Task to carry out> Please quote the material exactly, every line of it.

Stored items from a collection>
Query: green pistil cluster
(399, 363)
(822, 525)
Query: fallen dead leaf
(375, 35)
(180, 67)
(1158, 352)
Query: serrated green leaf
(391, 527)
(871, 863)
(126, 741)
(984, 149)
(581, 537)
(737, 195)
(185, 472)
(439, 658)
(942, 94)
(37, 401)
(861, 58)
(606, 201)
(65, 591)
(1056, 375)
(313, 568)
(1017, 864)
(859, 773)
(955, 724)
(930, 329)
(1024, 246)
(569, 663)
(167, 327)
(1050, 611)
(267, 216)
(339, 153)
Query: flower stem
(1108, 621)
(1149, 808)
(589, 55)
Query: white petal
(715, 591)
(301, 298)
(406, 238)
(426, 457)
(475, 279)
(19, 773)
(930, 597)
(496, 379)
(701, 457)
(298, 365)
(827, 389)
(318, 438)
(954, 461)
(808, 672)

Result for this task>
Query: green pistil cluster
(399, 363)
(822, 525)
Query: fallen dead leaf
(375, 35)
(180, 67)
(1158, 352)
Query: serrated green leaf
(391, 527)
(871, 863)
(126, 741)
(984, 149)
(581, 537)
(737, 195)
(185, 472)
(439, 658)
(942, 94)
(37, 401)
(861, 58)
(606, 201)
(65, 591)
(1056, 375)
(313, 568)
(1017, 864)
(859, 773)
(955, 724)
(930, 329)
(1024, 246)
(569, 663)
(167, 327)
(1050, 611)
(267, 216)
(339, 153)
Query: flower stem
(1108, 621)
(1149, 808)
(589, 55)
Query: white petal
(715, 591)
(301, 298)
(406, 238)
(426, 457)
(475, 279)
(19, 773)
(930, 597)
(496, 379)
(701, 457)
(298, 365)
(827, 389)
(318, 438)
(954, 461)
(808, 672)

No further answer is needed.